- _Required work_
Can you reproduce each of the records below word for word, leaving nothing out?

- _Raw records_
━━━━

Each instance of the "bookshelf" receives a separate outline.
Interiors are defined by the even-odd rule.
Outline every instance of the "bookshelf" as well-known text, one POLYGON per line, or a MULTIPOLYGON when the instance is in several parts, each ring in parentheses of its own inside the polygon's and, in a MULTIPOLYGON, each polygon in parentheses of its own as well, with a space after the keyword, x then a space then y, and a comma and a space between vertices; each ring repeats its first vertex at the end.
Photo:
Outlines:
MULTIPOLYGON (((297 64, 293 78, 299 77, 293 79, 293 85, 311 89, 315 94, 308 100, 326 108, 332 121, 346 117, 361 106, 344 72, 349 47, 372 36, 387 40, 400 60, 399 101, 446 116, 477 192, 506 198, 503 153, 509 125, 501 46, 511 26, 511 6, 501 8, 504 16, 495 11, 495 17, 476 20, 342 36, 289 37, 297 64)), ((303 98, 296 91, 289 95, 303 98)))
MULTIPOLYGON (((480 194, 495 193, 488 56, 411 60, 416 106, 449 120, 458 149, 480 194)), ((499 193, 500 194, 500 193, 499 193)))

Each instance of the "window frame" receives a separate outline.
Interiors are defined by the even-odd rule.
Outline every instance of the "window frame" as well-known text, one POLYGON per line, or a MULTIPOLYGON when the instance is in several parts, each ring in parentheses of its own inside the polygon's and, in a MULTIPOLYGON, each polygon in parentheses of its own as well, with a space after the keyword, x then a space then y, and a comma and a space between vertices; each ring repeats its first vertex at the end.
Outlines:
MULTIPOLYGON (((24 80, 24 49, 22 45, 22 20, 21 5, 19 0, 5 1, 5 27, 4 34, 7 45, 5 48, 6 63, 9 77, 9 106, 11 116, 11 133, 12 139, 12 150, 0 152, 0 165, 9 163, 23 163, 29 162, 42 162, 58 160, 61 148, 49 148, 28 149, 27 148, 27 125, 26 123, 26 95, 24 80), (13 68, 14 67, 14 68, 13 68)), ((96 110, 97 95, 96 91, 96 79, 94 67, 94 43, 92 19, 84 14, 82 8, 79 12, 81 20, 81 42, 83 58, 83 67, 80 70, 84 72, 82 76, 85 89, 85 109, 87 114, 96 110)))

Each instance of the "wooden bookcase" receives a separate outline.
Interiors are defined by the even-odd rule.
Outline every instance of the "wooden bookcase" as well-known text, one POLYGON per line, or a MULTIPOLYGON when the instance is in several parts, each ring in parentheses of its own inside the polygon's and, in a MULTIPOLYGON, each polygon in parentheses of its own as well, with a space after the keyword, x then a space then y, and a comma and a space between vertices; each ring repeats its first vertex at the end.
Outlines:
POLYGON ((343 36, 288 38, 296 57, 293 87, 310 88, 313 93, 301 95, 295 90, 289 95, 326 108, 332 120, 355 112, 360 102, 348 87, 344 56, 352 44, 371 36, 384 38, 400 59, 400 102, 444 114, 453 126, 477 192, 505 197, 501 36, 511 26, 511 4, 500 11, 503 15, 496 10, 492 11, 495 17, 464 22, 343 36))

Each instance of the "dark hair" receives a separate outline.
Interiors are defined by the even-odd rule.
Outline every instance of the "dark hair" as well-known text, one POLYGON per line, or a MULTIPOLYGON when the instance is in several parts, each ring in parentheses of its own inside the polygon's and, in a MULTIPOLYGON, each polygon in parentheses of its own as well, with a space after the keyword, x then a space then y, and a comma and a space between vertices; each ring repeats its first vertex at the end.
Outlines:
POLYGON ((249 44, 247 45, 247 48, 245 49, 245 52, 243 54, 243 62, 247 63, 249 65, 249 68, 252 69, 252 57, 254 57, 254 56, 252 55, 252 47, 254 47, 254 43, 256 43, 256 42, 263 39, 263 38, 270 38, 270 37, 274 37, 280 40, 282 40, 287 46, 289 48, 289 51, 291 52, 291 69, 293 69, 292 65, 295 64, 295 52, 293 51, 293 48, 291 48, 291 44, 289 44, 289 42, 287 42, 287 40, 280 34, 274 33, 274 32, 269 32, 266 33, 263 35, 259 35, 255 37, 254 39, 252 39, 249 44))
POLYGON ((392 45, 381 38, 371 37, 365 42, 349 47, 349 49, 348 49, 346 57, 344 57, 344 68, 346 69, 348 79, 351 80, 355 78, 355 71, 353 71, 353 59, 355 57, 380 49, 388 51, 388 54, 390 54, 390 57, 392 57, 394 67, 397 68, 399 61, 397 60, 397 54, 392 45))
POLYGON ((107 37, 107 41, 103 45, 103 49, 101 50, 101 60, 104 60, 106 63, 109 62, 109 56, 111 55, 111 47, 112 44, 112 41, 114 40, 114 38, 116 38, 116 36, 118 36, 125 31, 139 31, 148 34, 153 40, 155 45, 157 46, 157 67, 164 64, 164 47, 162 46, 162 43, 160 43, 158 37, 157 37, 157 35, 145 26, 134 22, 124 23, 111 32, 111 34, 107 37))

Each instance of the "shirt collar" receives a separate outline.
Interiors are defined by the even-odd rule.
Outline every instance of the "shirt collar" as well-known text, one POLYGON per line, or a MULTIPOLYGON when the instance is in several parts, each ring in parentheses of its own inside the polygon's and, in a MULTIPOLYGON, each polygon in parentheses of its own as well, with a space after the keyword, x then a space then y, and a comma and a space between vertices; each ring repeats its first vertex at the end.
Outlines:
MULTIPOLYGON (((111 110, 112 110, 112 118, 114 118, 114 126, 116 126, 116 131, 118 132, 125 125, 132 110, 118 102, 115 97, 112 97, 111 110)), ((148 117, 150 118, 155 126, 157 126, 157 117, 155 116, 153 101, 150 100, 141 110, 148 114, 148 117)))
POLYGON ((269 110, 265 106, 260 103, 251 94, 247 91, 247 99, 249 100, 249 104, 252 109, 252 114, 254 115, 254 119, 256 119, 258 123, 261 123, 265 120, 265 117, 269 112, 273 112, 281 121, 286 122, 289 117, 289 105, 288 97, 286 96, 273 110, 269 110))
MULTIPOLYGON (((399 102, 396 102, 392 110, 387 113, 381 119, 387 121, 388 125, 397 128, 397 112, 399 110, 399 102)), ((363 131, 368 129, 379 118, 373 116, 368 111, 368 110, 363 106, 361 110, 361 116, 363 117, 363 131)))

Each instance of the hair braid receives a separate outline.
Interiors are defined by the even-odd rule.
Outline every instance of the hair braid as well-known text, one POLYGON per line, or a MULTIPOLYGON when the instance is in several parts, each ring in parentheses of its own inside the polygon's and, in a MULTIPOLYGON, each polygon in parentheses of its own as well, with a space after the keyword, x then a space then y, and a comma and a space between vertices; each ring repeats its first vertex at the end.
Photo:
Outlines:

━━━━

- _Result below_
Each instance of the "bookshelf" receives a separate outline.
Interiors are defined by the even-odd rule.
Outline every instance of the "bookshelf" as well-known text, one POLYGON per line, or a MULTIPOLYGON when the instance is in several parts, each ring in parentheses of its own inside the polygon's and, in a MULTIPOLYGON, each polygon in parentheses of its own as well, with a space after the keyword, x then a space then y, and a comma and a space between vertices; each ring repeats its first vertex at the end.
Photo:
Outlines:
MULTIPOLYGON (((297 64, 293 78, 299 77, 293 79, 293 85, 311 89, 315 94, 308 100, 326 108, 332 121, 346 117, 361 106, 344 72, 349 47, 372 36, 387 40, 400 60, 399 101, 446 116, 477 192, 506 198, 503 153, 509 125, 501 46, 511 26, 511 6, 501 8, 504 16, 495 11, 495 17, 476 20, 342 36, 289 37, 297 64)), ((303 98, 296 91, 289 95, 303 98)))
MULTIPOLYGON (((480 194, 495 193, 488 56, 411 60, 416 106, 449 120, 458 149, 480 194)), ((499 193, 500 194, 500 193, 499 193)))

Each instance of the "window frame" receives a separate outline.
Interiors are defined by the even-odd rule.
Outline every instance of the "window frame" as well-known text, one POLYGON per line, or a MULTIPOLYGON when the instance is in several parts, each ring in parentheses of its own inside the polygon's and, in a MULTIPOLYGON, each polygon in parentheses of its own as well, with a space after the keyword, x then a space then y, and a comma and a space between vertices; each ring repeats its first vertex at the end.
Outlines:
MULTIPOLYGON (((24 80, 24 49, 22 45, 22 20, 21 5, 19 0, 5 1, 5 27, 4 34, 7 45, 5 48, 6 63, 9 77, 9 106, 11 116, 11 133, 12 139, 12 150, 0 152, 0 165, 9 163, 23 163, 29 162, 42 162, 58 160, 61 148, 49 148, 28 149, 27 148, 27 125, 26 123, 26 95, 24 80), (13 68, 14 67, 14 68, 13 68)), ((96 110, 97 95, 96 91, 96 79, 94 67, 94 43, 92 19, 84 14, 82 8, 79 12, 81 20, 81 42, 83 58, 83 67, 80 70, 84 72, 82 76, 85 89, 85 109, 87 114, 96 110)))

Each instance of the "wooden bookcase" receives a separate outline.
Interiors are defined by the even-odd rule.
Outline every instance of the "wooden bookcase" as well-known text, one POLYGON per line, or a MULTIPOLYGON when the instance is in several parts, each ring in parentheses of its own inside the polygon's and, in a MULTIPOLYGON, each polygon in parentheses of its own as well, with a space after the keyword, x then a space then y, and a comma and a space between vertices; each ring repeats its first vertex at the end.
Outlines:
POLYGON ((343 36, 288 38, 296 57, 293 87, 310 88, 313 93, 301 95, 295 90, 289 95, 326 108, 332 120, 355 112, 360 102, 348 87, 344 56, 352 44, 371 36, 384 38, 400 59, 400 102, 444 114, 453 126, 477 192, 505 197, 501 36, 511 26, 511 4, 500 11, 503 15, 496 10, 492 11, 495 17, 464 22, 343 36))

Each instance of the "dark hair" receives a separate outline.
Interiors are defined by the even-odd rule.
Outline every instance of the "dark hair" as well-known text, one POLYGON per line, or a MULTIPOLYGON when the instance is in several parts, each ring in parentheses of its own inside the polygon's and, in a MULTIPOLYGON, each polygon in parentheses of its own as well, with a space after the keyword, x then a space then y, and a comma and a space between vertices; each ring repeats its first vertex at the end.
Outlines:
POLYGON ((249 44, 247 45, 247 48, 245 49, 245 52, 243 54, 243 62, 247 63, 249 65, 249 68, 252 69, 252 57, 254 57, 254 56, 252 55, 252 47, 254 47, 254 43, 256 43, 256 42, 263 39, 263 38, 270 38, 270 37, 274 37, 280 40, 282 40, 287 46, 289 48, 289 51, 291 52, 291 69, 293 69, 292 65, 295 64, 295 52, 293 51, 293 48, 291 48, 291 44, 289 44, 289 42, 287 42, 287 40, 280 34, 274 33, 274 32, 269 32, 266 33, 263 35, 259 35, 255 37, 254 39, 252 39, 249 44))
POLYGON ((392 45, 381 38, 371 37, 365 42, 349 47, 349 49, 348 49, 346 57, 344 57, 344 68, 346 69, 348 79, 351 80, 355 78, 355 71, 353 71, 353 59, 355 57, 380 49, 388 51, 388 54, 390 54, 390 57, 392 57, 394 67, 397 68, 399 61, 397 60, 397 54, 392 45))
POLYGON ((107 37, 107 41, 103 45, 103 49, 101 50, 101 60, 104 60, 106 63, 109 62, 109 56, 111 55, 111 47, 112 44, 112 41, 114 40, 114 38, 116 38, 116 36, 118 36, 125 31, 139 31, 148 34, 153 40, 155 45, 157 46, 157 67, 164 64, 164 47, 162 46, 162 43, 160 43, 158 37, 157 37, 157 35, 145 26, 134 22, 124 23, 111 32, 111 34, 107 37))

Each instance of the "shirt collar" receives a separate outline.
Interiors are defined by the even-odd rule.
Outline every instance of the "shirt collar" as well-known text, one POLYGON per line, or a MULTIPOLYGON when the instance is in several parts, each ring in parentheses of its own inside the polygon's and, in a MULTIPOLYGON, each polygon in parentheses of its own as well, with a space after the keyword, x then a space then y, and a comma and a space between vertices; each ring repeats its first vertex at the end.
Outlines:
MULTIPOLYGON (((111 110, 112 110, 112 118, 114 118, 114 126, 116 126, 116 131, 118 132, 125 125, 132 110, 118 102, 115 97, 112 97, 111 110)), ((148 117, 150 118, 155 126, 157 126, 157 117, 155 116, 153 101, 150 100, 141 110, 148 114, 148 117)))
POLYGON ((269 110, 265 106, 260 103, 251 94, 247 91, 247 99, 249 100, 249 104, 252 109, 252 114, 254 115, 254 119, 256 119, 258 123, 261 123, 265 120, 265 117, 269 112, 273 112, 281 121, 286 122, 289 117, 289 105, 288 97, 286 96, 273 110, 269 110))
MULTIPOLYGON (((399 102, 396 102, 392 110, 387 113, 381 119, 387 121, 388 125, 397 128, 397 112, 399 110, 399 102)), ((363 131, 368 129, 379 118, 373 116, 368 111, 368 110, 363 106, 361 110, 361 116, 363 117, 363 131)))

Each instance of the hair braid receives a separate outline.
Interiors are defined by the even-odd rule.
Outline every instance of the hair braid as well-known text, one POLYGON per line, or a MULTIPOLYGON when the instance is in several parts, each ring in parentheses of its own inside the polygon's and, in a MULTIPOLYGON, each polygon in parentheses of its own as well, with a space after the keyword, x then a space then y, and a comma and a space between vertices; each ring repeats its first vertex at the end.
Photo:
Outlines:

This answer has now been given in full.